* SELECTED EXCERPT
Our company couldn't do that, and I wonder if IT could even do that. For some projects it might be useful, but our big problem is getting emails read. I can't see that making that better, and I can see that making that worse.
Our group has an email address that I automatically filter to its own box. That's 200 emails, mostly automated, a day. Other people are apparently not filtering--I have no fucking idea how they're coping, because most of those do not need to be read. But when I talk about automatically rerouting the status-quo-is-a-okay mail off somewhere, they look at me blankly.
However, *all* our email is archived. If I can justify the use of their time, I can ask someone to look up the email that Joe sent me on September 15th, 2011 at around noon about the timesheets system, since I deleted it long ago. Everything lives for at least seven years--in practice I'd estimate longer, since I'm not aware of a disposal policy, although I consider them mandatory.
My company does make wide use of "public" shared Outlook folders, but most of the permissions are set to disallow anyone outside the relevant departments from seeing the contents. But within my little 4-person team, we more or less do read all of each other's work-related emails, because it's all archived to the folder.
I also have strong feelings that these:
foo-archive@: Email that you want to grant other people read access to, but don’t have any real expectation of them reading. Use this for email that would traditionally be off-list, whether due to volume or being targeted to a particular recipient or just being generally uninteresting.
emails should not be sent at all.
I have strong feelings that 90% of emails should not be sent at all.
What Megan and Jessica said.

* WORK REQUEST A
In the comments about workplace email, how many emails a day arrive at the group address the writer filters into its own box?
* WORK REQUEST B
Return the part of the comments about workplace email between "However, *all* our" and "to the folder.", inclusive, copied word for word.
* WORK REQUEST C
Carry the comments about workplace email further, starting after their final line.

* RECORDED INFORMATION
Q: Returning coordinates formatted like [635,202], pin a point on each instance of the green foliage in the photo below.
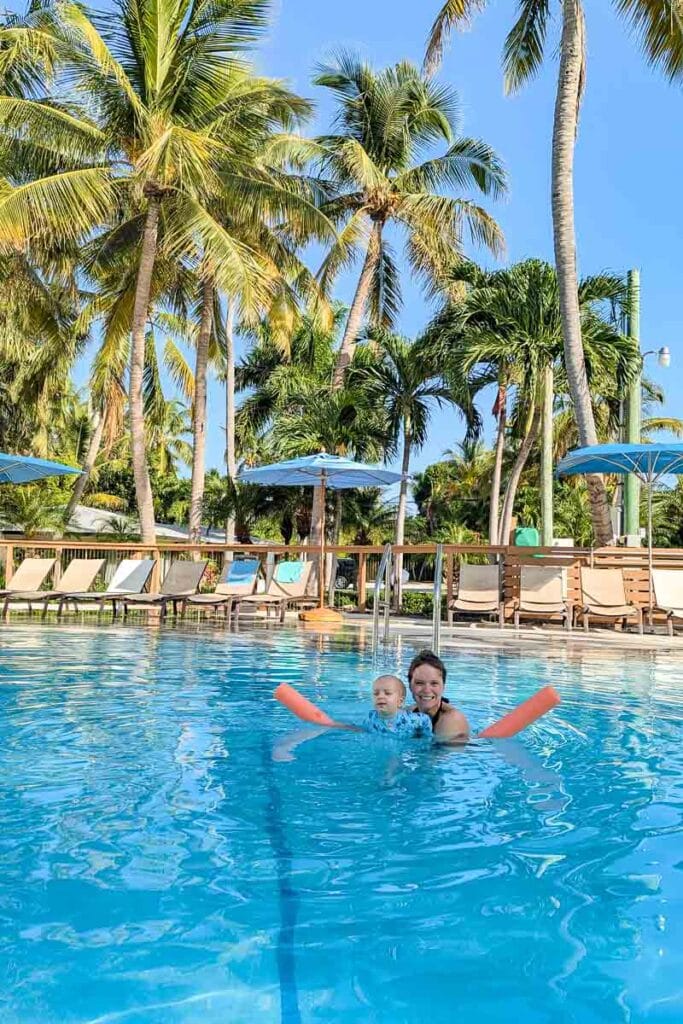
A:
[374,158]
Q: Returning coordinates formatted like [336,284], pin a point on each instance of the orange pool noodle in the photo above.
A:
[523,715]
[300,707]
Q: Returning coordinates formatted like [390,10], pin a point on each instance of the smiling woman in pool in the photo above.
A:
[426,677]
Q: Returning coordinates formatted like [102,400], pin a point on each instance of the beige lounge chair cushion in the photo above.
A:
[79,576]
[30,574]
[478,588]
[611,610]
[464,604]
[603,589]
[668,587]
[542,607]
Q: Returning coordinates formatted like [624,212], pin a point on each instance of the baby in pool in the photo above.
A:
[389,716]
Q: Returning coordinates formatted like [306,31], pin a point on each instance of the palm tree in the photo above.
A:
[406,382]
[659,27]
[375,160]
[509,326]
[152,155]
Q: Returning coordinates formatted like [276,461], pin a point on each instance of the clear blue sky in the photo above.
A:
[629,157]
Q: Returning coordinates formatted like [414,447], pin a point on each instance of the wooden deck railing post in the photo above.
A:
[449,579]
[56,571]
[155,579]
[361,582]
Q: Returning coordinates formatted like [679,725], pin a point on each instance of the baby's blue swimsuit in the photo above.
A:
[404,723]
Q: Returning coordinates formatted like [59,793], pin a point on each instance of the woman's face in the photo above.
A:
[427,688]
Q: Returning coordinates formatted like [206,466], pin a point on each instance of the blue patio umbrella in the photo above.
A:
[24,469]
[321,470]
[648,462]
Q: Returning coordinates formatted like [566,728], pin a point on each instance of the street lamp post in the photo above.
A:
[634,406]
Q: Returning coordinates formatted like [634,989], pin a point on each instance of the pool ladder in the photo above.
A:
[383,582]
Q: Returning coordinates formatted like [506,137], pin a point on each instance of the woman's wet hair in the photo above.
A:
[426,657]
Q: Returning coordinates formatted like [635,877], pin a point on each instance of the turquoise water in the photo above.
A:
[168,857]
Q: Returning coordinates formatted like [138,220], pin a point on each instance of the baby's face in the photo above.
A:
[387,695]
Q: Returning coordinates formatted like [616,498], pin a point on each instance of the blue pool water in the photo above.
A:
[166,858]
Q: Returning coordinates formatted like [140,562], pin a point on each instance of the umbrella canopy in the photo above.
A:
[319,470]
[313,470]
[648,462]
[24,469]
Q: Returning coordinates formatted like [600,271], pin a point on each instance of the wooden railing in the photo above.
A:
[419,557]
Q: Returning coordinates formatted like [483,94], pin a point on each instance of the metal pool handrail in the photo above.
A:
[436,612]
[383,573]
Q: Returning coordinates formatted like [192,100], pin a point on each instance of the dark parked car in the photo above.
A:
[347,571]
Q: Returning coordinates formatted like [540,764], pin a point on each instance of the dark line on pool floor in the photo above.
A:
[289,903]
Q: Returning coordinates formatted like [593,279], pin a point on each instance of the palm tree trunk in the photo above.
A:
[358,304]
[88,464]
[230,463]
[547,528]
[334,558]
[399,535]
[501,409]
[564,135]
[513,482]
[145,509]
[199,412]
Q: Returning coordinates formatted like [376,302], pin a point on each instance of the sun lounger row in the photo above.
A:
[543,596]
[236,590]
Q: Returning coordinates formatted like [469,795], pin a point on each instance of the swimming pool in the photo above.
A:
[163,861]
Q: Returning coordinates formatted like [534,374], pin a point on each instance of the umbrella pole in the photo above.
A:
[649,546]
[322,567]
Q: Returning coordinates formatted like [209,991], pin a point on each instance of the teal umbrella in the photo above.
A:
[324,471]
[648,462]
[25,469]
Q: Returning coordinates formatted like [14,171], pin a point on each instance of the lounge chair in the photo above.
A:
[668,588]
[478,592]
[238,580]
[79,576]
[182,579]
[603,596]
[129,579]
[29,578]
[289,586]
[542,594]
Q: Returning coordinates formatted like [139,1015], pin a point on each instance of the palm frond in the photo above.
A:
[522,54]
[454,13]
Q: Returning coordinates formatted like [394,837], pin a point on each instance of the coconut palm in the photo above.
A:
[659,26]
[169,101]
[384,178]
[407,382]
[509,326]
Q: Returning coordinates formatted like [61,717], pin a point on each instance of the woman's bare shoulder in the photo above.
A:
[452,723]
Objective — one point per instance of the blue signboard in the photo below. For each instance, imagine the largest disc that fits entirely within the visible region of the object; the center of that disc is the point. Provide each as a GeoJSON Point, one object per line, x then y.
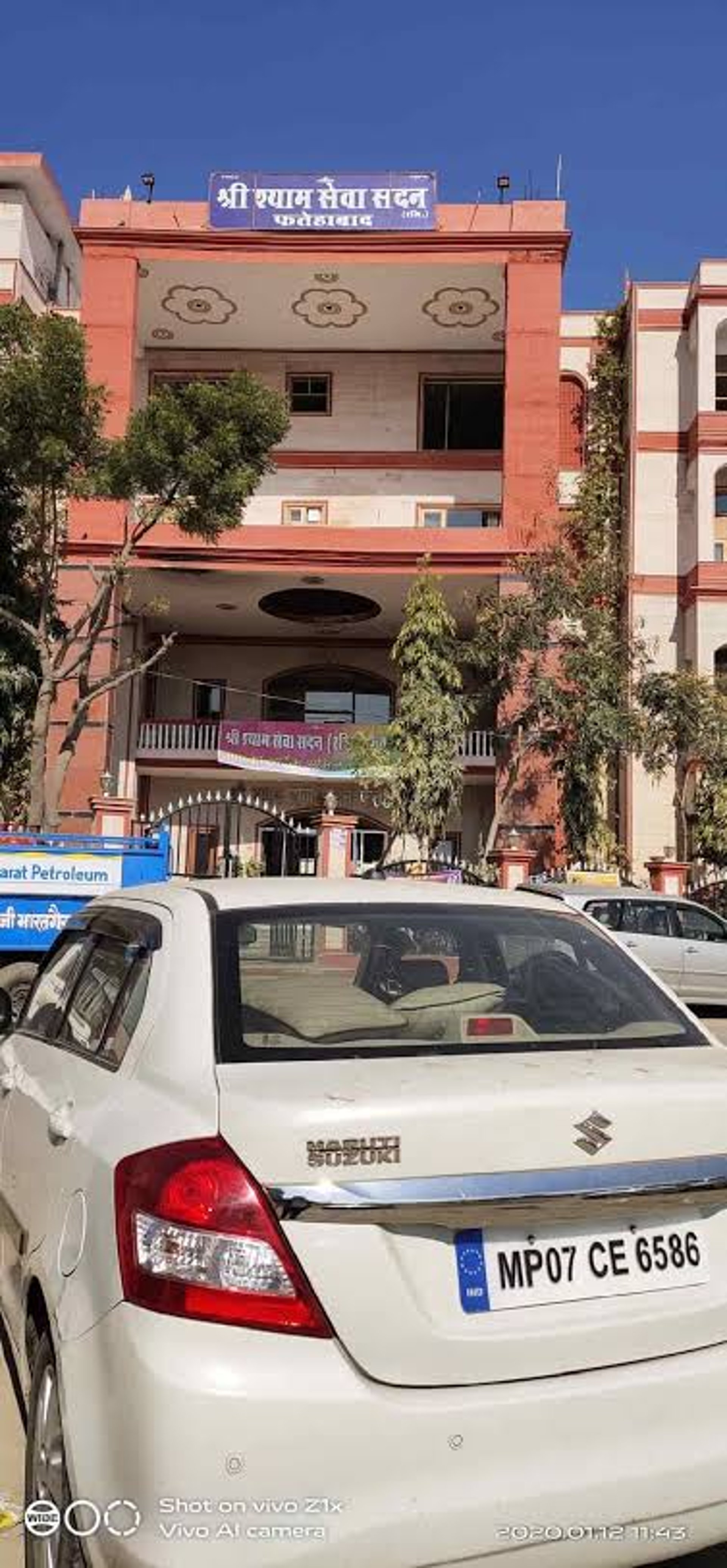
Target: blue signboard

* EXERCISE RESPONSE A
200 a day, mostly automated.

* EXERCISE RESPONSE B
However, *all* our email is archived. If I can justify the use of their time, I can ask someone to look up the email that Joe sent me on September 15th, 2011 at around noon about the timesheets system, since I deleted it long ago. Everything lives for at least seven years--in practice I'd estimate longer, since I'm not aware of a disposal policy, although I consider them mandatory.
My company does make wide use of "public" shared Outlook folders, but most of the permissions are set to disallow anyone outside the relevant departments from seeing the contents. But within my little 4-person team, we more or less do read all of each other's work-related emails, because it's all archived to the folder.

* EXERCISE RESPONSE C
It depends on what you're using for project archival. If you're really saving all emails, that may be the documentation you need to save instead of a Word doc, etc, that no one reads now, but someone might need three personnel changes down the line to explain the rationale about A, B, and F.
Something
inorganic needs to be institutional memory, and I find every company I've worked for has been really bad at that--not only are all the answers not written down, the reasons for the answers have to be recreated from scratch, and that's often impossible. That kind of trail would be *gold* for me in my particular installation.
I am entirely frustrated with the unreading of emails at my office, because I have honestly never sent anyone anything I don't think they shouldn't have. But oh-so-many times to I have to repeat it many more times than once because they don't read it at all. And then, next month, it'll be like the email and the explanation of the email had never happened.
It's not like they're going to the shared drive or SharePoint or any of the other places you'd hope.
I'm going to need to be spoon fed the impact of that.
I totally agree that low value emails just shouldn't be sent!
I've opted out of nearly every list I was on and have been so good about shipping finished emails to appropriate folders that my sent box is empty and my inbox has 4 messages in it. Which makes it glaringly obvious that these are things I don't want to deal with.
In re: transparency and email sharing...when I was at the Apple store, the nice tech tried to explain the benefits of using 'the cloud', including "You can store your contacts there!"
I'm a therapist no effing way I'm putting information 'out there.'
He: "It's totally safe!"
Me: ...
It's hard enough keeping information safe at home.
Does anyone have the Sonos speaker system? I'm intrigued by their soon to be released Playbar. But not intrigued by the price. I'm wanting to replace my 1989 receiver. And I realize, about all I play through it these days is the TV. Playbar has optical in. Perfect! But price is a bit high. Then to add wireless surrounds, it's another chunk of change. And for sub, another big chunk of change. I want good sound. But, not sure I can afford THAT good for the home.